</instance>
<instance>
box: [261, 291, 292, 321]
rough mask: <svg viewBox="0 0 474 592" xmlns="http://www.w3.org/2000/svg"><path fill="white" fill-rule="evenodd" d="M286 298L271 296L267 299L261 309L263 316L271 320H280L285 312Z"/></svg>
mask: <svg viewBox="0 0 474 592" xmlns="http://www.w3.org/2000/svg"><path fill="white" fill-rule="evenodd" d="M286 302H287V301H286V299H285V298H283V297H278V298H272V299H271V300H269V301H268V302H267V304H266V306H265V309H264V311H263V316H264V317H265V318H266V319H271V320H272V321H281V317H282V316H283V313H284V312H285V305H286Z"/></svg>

=-=-=-=-=

** AIM OF THE TASK **
Restate all of the material above exactly as written.

** TASK ANSWER **
</instance>
<instance>
box: [261, 291, 292, 321]
rough mask: <svg viewBox="0 0 474 592" xmlns="http://www.w3.org/2000/svg"><path fill="white" fill-rule="evenodd" d="M286 298L271 296L267 299L261 309L263 316L271 320H280L285 312Z"/></svg>
mask: <svg viewBox="0 0 474 592" xmlns="http://www.w3.org/2000/svg"><path fill="white" fill-rule="evenodd" d="M286 302H287V301H286V299H285V298H283V297H278V298H272V299H271V300H269V301H268V302H267V304H266V306H265V309H264V311H263V316H264V317H265V318H266V319H271V320H272V321H281V317H282V316H283V313H284V312H285V305H286Z"/></svg>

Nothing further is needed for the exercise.